• [SOURCE DOCUMENT]:

_ _ _ _

Chapter 2 Dataset
The data is sourced as a SQLite database that downloaded from teh Kaggle website (Preparation: Wendy Kan 2019) and imported as a tibble dataframe
with the RSQLite
package. The variables were reformatted according to their respective types. The full list of variable is given in Appendix (see Table ??). This dataset will be reduced as we focused on the core intent of modeling the probability of default.
Note that the dataset was anonymised (all identifying ID numbers are deleted) and we therefore removed the corresponding empty columns from the dataset. Since the identification ID
s have been removed to anonymise the dataset, we cannot see if a borrower borrowed several times.
2.1 Preamble
The LendingClub dataset, although rich, is difficult to interpret. The only explanation of what the variables mean comes from a spreadsheet attached to the dataset. The explanations are not precise and/or subject to conflicting interpretation. Despite serching the LendingClub website, no further original information was found. We collected a number of reasonable assumptions in Appendix (see subsection 6.1 in Appendix).
The dataset has been used a number of times in the past by various people. One paper (Kim and Cho 2019) mentions they used a dataset that included 110 variables, which is less than ours with 145 variables. It is therefore clear that the dataset has changed over time in ways we do not know. For example, have loans been excluded because the full 145 veriables were not available?
2.2 General presentation
The original dataset is large: it includes 2260668 loan samples, each containing 145 variables (after the identification variables filled with null values). The loans were issued from 2007-06-01 to 2018-12-01.
2.2.1 Business volume
The dataset represents a total of ca.$34bln in loan principals, which is a substantial share of the total amount stated to have been intermediated to date by LC (publicly reported to be $50bln+). About 55%/60% of the portfolio is not current anymore (either fully or partially repaid). See Table ??.

_ _ _ _

• [INFORMATION PROVIDED]:
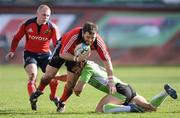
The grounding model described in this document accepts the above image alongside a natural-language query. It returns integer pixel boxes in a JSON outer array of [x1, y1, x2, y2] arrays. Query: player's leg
[[25, 63, 37, 96], [131, 94, 156, 111], [150, 84, 177, 108], [96, 95, 139, 113], [57, 71, 79, 112], [24, 51, 37, 110], [24, 51, 38, 96], [49, 74, 67, 101]]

_ _ _ _

• [WORK INSTRUCTIONS]:
(1) Answer these questions from the dataset chapter, one answer per line:
(a) Which package was used to import the SQLite database as a tibble dataframe?
(b) How many variables did the dataset in the paper by Kim and Cho include?
(c) Between which dates were the loans issued?
(2) Using the dataset chapter, decide whether each statement agrees with it. Answer yes or no and quote the words that settle it.
(a) The identifying ID numbers were kept in the dataset.
(b) A spreadsheet attached to the dataset is the only source explaining what the variables mean.
(c) LendingClub is publicly reported to have intermediated less than $30bln to date.
(3) Reproduce word for word the passage of the dataset chapter from "Chapter 2 Dataset" to "borrowed several times.".

• [OUTPUTS FOR THE TASKS]:
(1)
(a) RSQLite
(b) 110
(c) From 2007-06-01 to 2018-12-01

(2)
(a) No: "all identifying ID numbers are deleted"
(b) Yes: "The only explanation of what the variables mean comes from a spreadsheet attached to the dataset."
(c) No: "publicly reported to be $50bln+"

(3)
Chapter 2 Dataset
The data is sourced as a SQLite database that downloaded from teh Kaggle website (Preparation: Wendy Kan 2019) and imported as a tibble dataframe
with the RSQLite
package. The variables were reformatted according to their respective types. The full list of variable is given in Appendix (see Table ??). This dataset will be reduced as we focused on the core intent of modeling the probability of default.
Note that the dataset was anonymised (all identifying ID numbers are deleted) and we therefore removed the corresponding empty columns from the dataset. Since the identification ID
s have been removed to anonymise the dataset, we cannot see if a borrower borrowed several times.